[EXERCISE DESCRIPTION]:
Repeat the full listing, word for word.
--- start of DATA SUPPLIED ---
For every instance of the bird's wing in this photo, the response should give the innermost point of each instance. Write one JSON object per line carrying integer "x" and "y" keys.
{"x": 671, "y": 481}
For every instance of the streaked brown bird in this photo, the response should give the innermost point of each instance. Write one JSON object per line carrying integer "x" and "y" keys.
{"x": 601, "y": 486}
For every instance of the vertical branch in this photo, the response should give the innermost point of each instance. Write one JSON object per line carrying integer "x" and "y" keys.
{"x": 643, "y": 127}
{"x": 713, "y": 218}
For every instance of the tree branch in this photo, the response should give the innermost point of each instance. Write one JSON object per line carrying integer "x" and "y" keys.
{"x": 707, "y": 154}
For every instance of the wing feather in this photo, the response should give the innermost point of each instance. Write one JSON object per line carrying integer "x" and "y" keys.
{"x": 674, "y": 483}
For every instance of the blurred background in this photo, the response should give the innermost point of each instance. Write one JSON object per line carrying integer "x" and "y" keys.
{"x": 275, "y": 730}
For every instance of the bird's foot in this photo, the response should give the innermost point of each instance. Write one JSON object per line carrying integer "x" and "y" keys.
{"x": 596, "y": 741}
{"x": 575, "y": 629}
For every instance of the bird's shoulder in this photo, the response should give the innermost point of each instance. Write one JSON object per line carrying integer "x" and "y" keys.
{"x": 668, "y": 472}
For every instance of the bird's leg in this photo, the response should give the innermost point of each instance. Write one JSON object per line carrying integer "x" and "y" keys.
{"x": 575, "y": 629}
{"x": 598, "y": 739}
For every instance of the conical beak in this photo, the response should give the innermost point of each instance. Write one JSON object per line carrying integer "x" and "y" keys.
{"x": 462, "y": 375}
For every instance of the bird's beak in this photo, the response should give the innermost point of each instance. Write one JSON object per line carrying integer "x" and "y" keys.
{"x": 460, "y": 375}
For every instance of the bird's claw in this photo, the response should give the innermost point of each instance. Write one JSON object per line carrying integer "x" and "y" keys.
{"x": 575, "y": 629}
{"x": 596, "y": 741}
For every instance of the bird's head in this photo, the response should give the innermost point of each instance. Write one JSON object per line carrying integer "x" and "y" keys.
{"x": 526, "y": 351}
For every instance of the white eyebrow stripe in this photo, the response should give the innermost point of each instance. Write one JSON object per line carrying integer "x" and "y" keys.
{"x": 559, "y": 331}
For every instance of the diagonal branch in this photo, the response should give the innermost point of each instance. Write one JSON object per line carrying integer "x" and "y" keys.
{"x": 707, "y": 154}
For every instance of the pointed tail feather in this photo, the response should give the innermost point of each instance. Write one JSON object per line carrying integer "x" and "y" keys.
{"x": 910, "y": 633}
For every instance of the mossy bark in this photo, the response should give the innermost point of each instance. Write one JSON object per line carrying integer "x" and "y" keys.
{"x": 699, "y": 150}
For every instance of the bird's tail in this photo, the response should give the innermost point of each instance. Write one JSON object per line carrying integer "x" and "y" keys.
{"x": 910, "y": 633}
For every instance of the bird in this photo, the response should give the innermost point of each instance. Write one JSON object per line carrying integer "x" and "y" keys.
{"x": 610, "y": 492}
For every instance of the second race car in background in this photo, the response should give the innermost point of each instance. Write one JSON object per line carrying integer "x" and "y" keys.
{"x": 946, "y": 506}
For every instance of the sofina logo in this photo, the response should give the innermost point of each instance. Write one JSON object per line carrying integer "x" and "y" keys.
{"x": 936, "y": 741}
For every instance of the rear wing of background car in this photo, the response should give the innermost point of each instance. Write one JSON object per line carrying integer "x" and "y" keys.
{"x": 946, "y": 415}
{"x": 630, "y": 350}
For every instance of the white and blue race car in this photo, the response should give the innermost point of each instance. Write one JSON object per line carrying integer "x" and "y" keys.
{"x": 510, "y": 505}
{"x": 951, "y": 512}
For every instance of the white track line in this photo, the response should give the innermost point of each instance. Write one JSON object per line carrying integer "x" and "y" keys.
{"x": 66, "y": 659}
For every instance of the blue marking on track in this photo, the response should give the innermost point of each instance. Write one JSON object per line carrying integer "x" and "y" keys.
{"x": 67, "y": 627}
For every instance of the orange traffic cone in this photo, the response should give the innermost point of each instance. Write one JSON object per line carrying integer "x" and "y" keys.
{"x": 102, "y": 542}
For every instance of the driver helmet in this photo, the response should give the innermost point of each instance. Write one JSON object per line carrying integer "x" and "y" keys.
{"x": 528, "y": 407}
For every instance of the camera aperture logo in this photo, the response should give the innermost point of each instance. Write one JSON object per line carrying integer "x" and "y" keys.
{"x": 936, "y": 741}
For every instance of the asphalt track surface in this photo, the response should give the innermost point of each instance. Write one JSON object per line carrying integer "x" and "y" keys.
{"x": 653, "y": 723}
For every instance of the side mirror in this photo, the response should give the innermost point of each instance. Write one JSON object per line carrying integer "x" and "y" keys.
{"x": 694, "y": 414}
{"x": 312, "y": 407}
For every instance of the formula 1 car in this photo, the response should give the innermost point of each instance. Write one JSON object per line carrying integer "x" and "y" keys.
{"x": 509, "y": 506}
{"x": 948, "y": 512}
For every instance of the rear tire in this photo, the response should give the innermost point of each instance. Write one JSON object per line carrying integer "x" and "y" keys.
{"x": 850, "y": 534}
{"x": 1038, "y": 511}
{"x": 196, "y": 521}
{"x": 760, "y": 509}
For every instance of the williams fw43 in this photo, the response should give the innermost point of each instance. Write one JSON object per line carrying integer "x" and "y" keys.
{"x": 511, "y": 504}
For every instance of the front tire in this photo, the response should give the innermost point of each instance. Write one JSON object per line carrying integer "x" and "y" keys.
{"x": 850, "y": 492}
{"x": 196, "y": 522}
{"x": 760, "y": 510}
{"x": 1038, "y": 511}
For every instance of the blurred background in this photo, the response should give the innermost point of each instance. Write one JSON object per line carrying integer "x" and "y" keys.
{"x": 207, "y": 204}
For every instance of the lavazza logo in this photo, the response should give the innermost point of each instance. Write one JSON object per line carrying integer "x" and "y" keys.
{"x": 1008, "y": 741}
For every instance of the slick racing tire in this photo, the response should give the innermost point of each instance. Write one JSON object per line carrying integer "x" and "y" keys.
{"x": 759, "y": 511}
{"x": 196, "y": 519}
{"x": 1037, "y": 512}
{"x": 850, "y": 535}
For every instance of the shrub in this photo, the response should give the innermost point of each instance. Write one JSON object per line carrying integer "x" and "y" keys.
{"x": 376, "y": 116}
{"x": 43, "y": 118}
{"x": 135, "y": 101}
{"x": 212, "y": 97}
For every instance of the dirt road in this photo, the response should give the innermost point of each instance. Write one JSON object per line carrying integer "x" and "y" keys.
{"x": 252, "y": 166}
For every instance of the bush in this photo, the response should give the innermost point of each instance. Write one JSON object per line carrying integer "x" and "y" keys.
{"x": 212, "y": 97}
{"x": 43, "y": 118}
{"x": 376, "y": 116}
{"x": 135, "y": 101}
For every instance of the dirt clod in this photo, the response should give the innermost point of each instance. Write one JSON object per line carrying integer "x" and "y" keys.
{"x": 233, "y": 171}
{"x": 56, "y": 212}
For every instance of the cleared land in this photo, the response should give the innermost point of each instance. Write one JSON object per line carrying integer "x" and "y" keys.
--- end of DATA SUPPLIED ---
[TASK RESULT]:
For every instance of the bird's wing in this photo, the response should give the innermost point of each instance. Write one JSON object per line carrying integer "x" and "y" keys.
{"x": 671, "y": 481}
For every instance of the streaked brown bird in this photo, the response should give the innermost point of each instance. Write one JSON object per line carrying integer "x" and "y" keys.
{"x": 601, "y": 486}
For every instance of the vertical branch in this photo, the response should give the innermost point of each instance. Write one JSON object per line carrying integer "x" and "y" keys.
{"x": 643, "y": 127}
{"x": 713, "y": 218}
For every instance of the tree branch in this photo, the response should give the innermost point of each instance. Write one JSON object per line carrying integer "x" and "y" keys.
{"x": 707, "y": 154}
For every instance of the wing feather in this photo, the response should give the innermost point of each instance. Write one JSON object per line carrying integer "x" and "y" keys.
{"x": 674, "y": 483}
For every instance of the blurred background in this photo, the response should give the innermost point of each instance. Write one JSON object per line carrying integer "x" and "y" keys.
{"x": 275, "y": 730}
For every instance of the bird's foot in this photo, the response should give the innermost point of each instance. Write one JSON object per line carrying integer "x" and "y" keys.
{"x": 596, "y": 741}
{"x": 575, "y": 629}
For every instance of the bird's shoulder in this photo, the response should give the innermost point of each instance. Write one JSON object per line carrying integer "x" and "y" keys.
{"x": 668, "y": 472}
For every instance of the bird's leg in this photo, the response should give the innermost point of each instance. Write one JSON object per line carrying integer "x" and "y" keys.
{"x": 575, "y": 629}
{"x": 598, "y": 739}
For every instance of the conical beak in this photo, the response should give the innermost point of each instance. Write one JSON object per line carrying integer "x" and "y" keys.
{"x": 462, "y": 375}
For every instance of the bird's beak in this photo, the response should give the innermost point of each instance. Write one JSON object per line carrying integer "x" and "y" keys.
{"x": 460, "y": 375}
For every instance of the bird's claw in this photo, the response should give the innermost point of each instance. Write one JSON object per line carrying integer "x" and "y" keys.
{"x": 575, "y": 629}
{"x": 596, "y": 741}
For every instance of the bird's head in this photo, the response should give the innermost point of each instance. Write one JSON object per line carrying integer "x" and "y" keys.
{"x": 526, "y": 351}
For every instance of the white eyebrow stripe in this photo, the response should give the innermost point of each instance. Write one JSON object per line carrying integer "x" and "y" keys.
{"x": 559, "y": 331}
For every instance of the diagonal branch in this photo, the response should give the innermost point of each instance. Write one JSON object per line carrying integer "x" and "y" keys.
{"x": 707, "y": 154}
For every instance of the pointed tail feather in this photo, the response should give the innermost point of each instance. Write one JSON object per line carrying integer "x" and "y" keys.
{"x": 910, "y": 633}
For every instance of the mossy bark in this photo, the response should give the innermost point of each instance. Write one JSON object per line carrying integer "x" and "y" keys.
{"x": 699, "y": 150}
For every instance of the bird's tail in this photo, the response should give the innermost point of each instance. Write one JSON object per line carrying integer "x" and "y" keys.
{"x": 910, "y": 633}
For every instance of the bird in this photo, the response should give the innermost point of each instance. Write one JSON object per line carrying integer "x" and "y" keys.
{"x": 610, "y": 492}
For every instance of the second race car in background in this photo, the response should give the innermost point of each instance. Write one JSON object per line carrying integer "x" and "y" keys.
{"x": 946, "y": 506}
For every instance of the sofina logo in this photo, the response should give the innermost point of each instance. Write one JSON object per line carrying integer "x" and "y" keys.
{"x": 936, "y": 741}
For every instance of the rear wing of background car in this photo, the response should give the innermost point of each instance. Write one JSON object per line carrying integer "x" and "y" keys.
{"x": 946, "y": 415}
{"x": 630, "y": 350}
For every instance of the white and blue race car in this photo, the response should give the innermost point of each instance. Write one JSON object per line carrying integer "x" and "y" keys.
{"x": 510, "y": 505}
{"x": 951, "y": 512}
For every instance of the white track line in this photo, the response should give the innermost point of each instance. Write one JSON object per line carrying integer "x" and "y" keys.
{"x": 66, "y": 659}
For every instance of the blue marking on track in this photo, the response should give the innermost point of each instance. Write one JSON object per line carrying integer "x" and "y" keys.
{"x": 67, "y": 627}
For every instance of the orange traffic cone in this photo, the response should give the innermost point of each instance. Write one JSON object per line carrying integer "x" and "y" keys.
{"x": 102, "y": 542}
For every instance of the driver helmet in this photo, the response should give the innermost point of each instance. Write one JSON object per line carrying integer "x" and "y" keys.
{"x": 528, "y": 407}
For every instance of the camera aperture logo in this photo, the response should give the innermost point of each instance. Write one JSON object per line carrying integer "x" and "y" keys.
{"x": 936, "y": 741}
For every instance of the asphalt track surface in this photo, the response should give the innermost point of each instance. Write one JSON object per line carrying integer "x" and "y" keys.
{"x": 653, "y": 723}
For every instance of the side mirror in this photo, the response should give the innermost point of each instance. Write one JSON object per line carrying integer "x" and "y" keys.
{"x": 694, "y": 414}
{"x": 312, "y": 407}
For every instance of the formula 1 car in this photo, the response should give the innermost point of each instance. Write one JSON object per line carrying integer "x" and "y" keys.
{"x": 509, "y": 506}
{"x": 948, "y": 512}
For every instance of the rear tire in this photo, the response should give the innermost point of each instance. Write one JSON object per line carrying integer "x" and "y" keys.
{"x": 850, "y": 534}
{"x": 1038, "y": 511}
{"x": 196, "y": 521}
{"x": 760, "y": 509}
For every instance of the williams fw43 in this photo, the response should give the innermost point of each instance. Write one JSON object per line carrying integer "x" and "y" keys.
{"x": 511, "y": 504}
For every instance of the front tire in this photo, the response should give the innermost point of each instance. Write one JSON object per line carrying integer "x" and "y" keys.
{"x": 850, "y": 492}
{"x": 196, "y": 522}
{"x": 760, "y": 510}
{"x": 1038, "y": 511}
For every instance of the blurred background in this photo, the response should give the innermost point of each instance. Write one JSON object per line carrying integer "x" and "y" keys.
{"x": 207, "y": 204}
For every instance of the lavazza logo in this photo, the response should give the innermost point of each instance. Write one JSON object per line carrying integer "x" and "y" keys.
{"x": 1008, "y": 741}
For every instance of the slick racing tire in this photo, the response should give the innermost point of each instance. Write one JSON object per line carrying integer "x" and "y" keys.
{"x": 759, "y": 511}
{"x": 196, "y": 519}
{"x": 1037, "y": 512}
{"x": 850, "y": 535}
For every instance of the shrub in this photo, the response should give the innermost point of each instance. Write one JSON object per line carrying integer "x" and "y" keys.
{"x": 376, "y": 116}
{"x": 43, "y": 118}
{"x": 135, "y": 101}
{"x": 212, "y": 97}
For every instance of the dirt road in this photo, the response should give the innermost point of each instance. Write one JSON object per line carrying integer "x" and "y" keys.
{"x": 252, "y": 166}
For every instance of the bush in this photo, the response should give the innermost point of each instance. Write one JSON object per line carrying integer "x" and "y" keys.
{"x": 212, "y": 97}
{"x": 43, "y": 118}
{"x": 376, "y": 116}
{"x": 135, "y": 101}
For every instance of the dirt clod in this photo, the response should give the innermost point of each instance. Write one JSON object per line carrying integer "x" and "y" keys.
{"x": 233, "y": 171}
{"x": 56, "y": 212}
For every instance of the cleared land in this photo, the response should give the innermost point of each instance. Write one JSON object per line carrying integer "x" and "y" keys.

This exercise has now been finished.